++++ Extracted data ++++
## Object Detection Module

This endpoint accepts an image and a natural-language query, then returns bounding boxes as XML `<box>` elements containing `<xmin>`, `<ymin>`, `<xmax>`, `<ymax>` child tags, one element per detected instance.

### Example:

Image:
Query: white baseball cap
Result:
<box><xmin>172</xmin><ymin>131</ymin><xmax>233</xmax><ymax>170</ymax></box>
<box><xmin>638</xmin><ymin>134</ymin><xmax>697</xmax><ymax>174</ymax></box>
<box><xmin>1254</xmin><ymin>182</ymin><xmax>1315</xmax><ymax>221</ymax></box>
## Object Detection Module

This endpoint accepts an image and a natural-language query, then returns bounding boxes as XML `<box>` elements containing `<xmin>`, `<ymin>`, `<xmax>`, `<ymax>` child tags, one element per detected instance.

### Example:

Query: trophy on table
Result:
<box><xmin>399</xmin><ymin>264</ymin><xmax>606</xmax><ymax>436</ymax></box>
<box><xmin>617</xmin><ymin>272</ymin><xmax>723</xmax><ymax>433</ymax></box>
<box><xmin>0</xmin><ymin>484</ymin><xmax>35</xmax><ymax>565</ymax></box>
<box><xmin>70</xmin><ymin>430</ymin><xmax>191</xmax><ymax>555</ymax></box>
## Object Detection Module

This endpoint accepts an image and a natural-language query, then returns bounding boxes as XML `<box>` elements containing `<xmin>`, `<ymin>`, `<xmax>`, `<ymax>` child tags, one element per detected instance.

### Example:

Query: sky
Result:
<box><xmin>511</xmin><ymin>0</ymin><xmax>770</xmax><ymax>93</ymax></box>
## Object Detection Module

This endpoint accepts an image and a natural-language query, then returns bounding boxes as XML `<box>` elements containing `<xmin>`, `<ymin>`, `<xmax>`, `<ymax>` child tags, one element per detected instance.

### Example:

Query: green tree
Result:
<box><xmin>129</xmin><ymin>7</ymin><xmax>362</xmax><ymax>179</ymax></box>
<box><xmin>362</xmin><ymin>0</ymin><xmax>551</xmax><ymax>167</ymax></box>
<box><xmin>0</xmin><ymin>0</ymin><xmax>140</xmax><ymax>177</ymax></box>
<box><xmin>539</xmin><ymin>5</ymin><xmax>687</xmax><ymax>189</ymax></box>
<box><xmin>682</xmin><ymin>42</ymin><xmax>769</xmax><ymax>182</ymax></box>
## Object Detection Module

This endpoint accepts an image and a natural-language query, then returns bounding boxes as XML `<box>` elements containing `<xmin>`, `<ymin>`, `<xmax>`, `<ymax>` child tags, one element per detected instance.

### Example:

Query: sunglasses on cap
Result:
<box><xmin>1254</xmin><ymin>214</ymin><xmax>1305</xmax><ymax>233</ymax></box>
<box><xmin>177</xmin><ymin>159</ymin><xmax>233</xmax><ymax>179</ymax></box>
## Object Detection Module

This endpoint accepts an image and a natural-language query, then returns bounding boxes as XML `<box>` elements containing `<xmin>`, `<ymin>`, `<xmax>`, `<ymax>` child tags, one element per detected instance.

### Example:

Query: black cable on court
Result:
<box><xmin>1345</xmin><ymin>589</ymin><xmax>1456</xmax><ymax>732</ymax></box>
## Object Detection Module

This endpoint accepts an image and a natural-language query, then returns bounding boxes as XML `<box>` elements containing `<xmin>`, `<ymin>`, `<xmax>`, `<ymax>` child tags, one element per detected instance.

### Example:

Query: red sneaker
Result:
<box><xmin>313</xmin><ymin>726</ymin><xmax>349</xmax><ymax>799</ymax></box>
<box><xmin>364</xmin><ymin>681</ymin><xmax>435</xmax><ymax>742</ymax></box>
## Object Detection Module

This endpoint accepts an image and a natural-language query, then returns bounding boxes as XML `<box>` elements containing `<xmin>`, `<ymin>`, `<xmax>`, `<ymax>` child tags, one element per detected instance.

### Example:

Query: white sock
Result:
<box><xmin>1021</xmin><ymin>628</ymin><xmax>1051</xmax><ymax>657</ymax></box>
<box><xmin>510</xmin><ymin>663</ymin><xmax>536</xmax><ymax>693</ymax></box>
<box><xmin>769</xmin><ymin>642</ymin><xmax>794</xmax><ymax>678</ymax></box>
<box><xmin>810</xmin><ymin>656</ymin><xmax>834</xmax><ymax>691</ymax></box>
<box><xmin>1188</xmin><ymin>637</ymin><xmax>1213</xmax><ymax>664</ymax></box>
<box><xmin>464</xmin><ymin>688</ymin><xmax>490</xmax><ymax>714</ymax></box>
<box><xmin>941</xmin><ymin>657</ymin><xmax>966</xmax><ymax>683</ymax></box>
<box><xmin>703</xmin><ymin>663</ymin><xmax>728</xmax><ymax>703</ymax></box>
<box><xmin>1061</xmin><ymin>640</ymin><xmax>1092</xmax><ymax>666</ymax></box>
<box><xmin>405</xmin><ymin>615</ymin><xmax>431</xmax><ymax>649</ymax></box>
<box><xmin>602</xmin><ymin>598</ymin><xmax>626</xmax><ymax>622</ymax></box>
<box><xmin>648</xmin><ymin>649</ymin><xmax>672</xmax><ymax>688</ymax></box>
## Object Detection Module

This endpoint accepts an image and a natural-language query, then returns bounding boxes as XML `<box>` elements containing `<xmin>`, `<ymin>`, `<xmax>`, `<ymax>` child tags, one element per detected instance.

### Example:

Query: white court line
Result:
++++
◆ Task description
Give every line of the material again, exactly as it reads.

◆ Output of the exercise
## Object Detection Module

This endpoint accepts an image and a natural-language query, then returns bounding boxes as XML `<box>` elements containing `<xmin>`, `<ymin>`, `<xmax>`, `<ymax>` child tags, one element per detected instance.

### Example:

Image:
Query: white baseball cap
Result:
<box><xmin>172</xmin><ymin>131</ymin><xmax>233</xmax><ymax>170</ymax></box>
<box><xmin>638</xmin><ymin>134</ymin><xmax>697</xmax><ymax>174</ymax></box>
<box><xmin>1254</xmin><ymin>182</ymin><xmax>1315</xmax><ymax>221</ymax></box>
## Object Detection Module

This endpoint accepts an image and a natural-language query, then returns bounding boxes as XML `<box>` elements containing `<xmin>`, `<ymin>`, `<xmax>`, `<ymax>` child tags, one element per detected instance.

### Example:

Query: trophy on table
Result:
<box><xmin>399</xmin><ymin>264</ymin><xmax>606</xmax><ymax>436</ymax></box>
<box><xmin>617</xmin><ymin>272</ymin><xmax>723</xmax><ymax>433</ymax></box>
<box><xmin>0</xmin><ymin>484</ymin><xmax>35</xmax><ymax>565</ymax></box>
<box><xmin>70</xmin><ymin>430</ymin><xmax>191</xmax><ymax>555</ymax></box>
## Object Detection Module

This endpoint accepts an image and a natural-language query, then returns bounding boxes as XML `<box>` elements containing `<xmin>`, `<ymin>`, `<xmax>`, `<ymax>` child tags, one element per detected instance.

### Example:

Query: sky
Result:
<box><xmin>511</xmin><ymin>0</ymin><xmax>770</xmax><ymax>93</ymax></box>
## Object Detection Module

This endpoint accepts an image and a natural-language query, then returns bounding boxes as XML `<box>` elements containing `<xmin>`, `<ymin>`, `<xmax>`, `<ymax>` child tags, one element per detected instance.

### Example:

Query: green tree
Result:
<box><xmin>129</xmin><ymin>7</ymin><xmax>362</xmax><ymax>179</ymax></box>
<box><xmin>362</xmin><ymin>0</ymin><xmax>551</xmax><ymax>167</ymax></box>
<box><xmin>0</xmin><ymin>0</ymin><xmax>140</xmax><ymax>177</ymax></box>
<box><xmin>539</xmin><ymin>5</ymin><xmax>687</xmax><ymax>189</ymax></box>
<box><xmin>682</xmin><ymin>42</ymin><xmax>769</xmax><ymax>182</ymax></box>
## Object Detection Module

This endpoint accepts an image and a natural-language query, then returns bounding boxes as XML `<box>` elements containing `<xmin>`, `<ymin>`, `<xmax>`, `<ymax>` child tags, one element per detected instance.

### Example:

Query: sunglasses on cap
Result:
<box><xmin>1254</xmin><ymin>214</ymin><xmax>1305</xmax><ymax>233</ymax></box>
<box><xmin>177</xmin><ymin>159</ymin><xmax>233</xmax><ymax>179</ymax></box>
## Object Detection Module

This endpoint accepts an image and a natural-language query, then returns bounding boxes as XML `<box>` elements containing `<xmin>`, `<ymin>`, `<xmax>`, `<ymax>` child tags, one element per detected instance.

### Example:

Query: black cable on court
Result:
<box><xmin>1345</xmin><ymin>589</ymin><xmax>1456</xmax><ymax>732</ymax></box>
## Object Detection Module

This endpoint accepts an image and a natural-language query, then returns bounding boxes as XML `<box>` elements containing `<xmin>`, `<ymin>`, `<xmax>`, `<ymax>` child tags, one element per detected instance.

### Example:

Query: red sneaker
Result:
<box><xmin>313</xmin><ymin>726</ymin><xmax>349</xmax><ymax>799</ymax></box>
<box><xmin>364</xmin><ymin>681</ymin><xmax>435</xmax><ymax>742</ymax></box>
## Object Detection Module

This endpoint accepts an image and a natural-language query, then returns bounding boxes as XML `<box>` elements containing `<xmin>`, `<ymin>`, `<xmax>`, `<ymax>` child tags, one element per detected instance.

### Example:

Query: white sock
Result:
<box><xmin>1021</xmin><ymin>628</ymin><xmax>1051</xmax><ymax>657</ymax></box>
<box><xmin>510</xmin><ymin>663</ymin><xmax>536</xmax><ymax>693</ymax></box>
<box><xmin>769</xmin><ymin>642</ymin><xmax>794</xmax><ymax>678</ymax></box>
<box><xmin>810</xmin><ymin>656</ymin><xmax>834</xmax><ymax>691</ymax></box>
<box><xmin>1188</xmin><ymin>637</ymin><xmax>1213</xmax><ymax>664</ymax></box>
<box><xmin>464</xmin><ymin>688</ymin><xmax>490</xmax><ymax>714</ymax></box>
<box><xmin>941</xmin><ymin>657</ymin><xmax>966</xmax><ymax>683</ymax></box>
<box><xmin>703</xmin><ymin>663</ymin><xmax>728</xmax><ymax>703</ymax></box>
<box><xmin>1061</xmin><ymin>640</ymin><xmax>1092</xmax><ymax>666</ymax></box>
<box><xmin>405</xmin><ymin>615</ymin><xmax>431</xmax><ymax>649</ymax></box>
<box><xmin>602</xmin><ymin>598</ymin><xmax>626</xmax><ymax>622</ymax></box>
<box><xmin>648</xmin><ymin>649</ymin><xmax>672</xmax><ymax>688</ymax></box>
## Object Detection Module

This endpoint accepts an image and a natural-language query, then returns bounding boxes as XML `<box>` elements containing `<xmin>`, `<ymin>`, `<xmax>`, `<ymax>` child tags, one element per detected instance.

### Example:

Query: white court line
Result:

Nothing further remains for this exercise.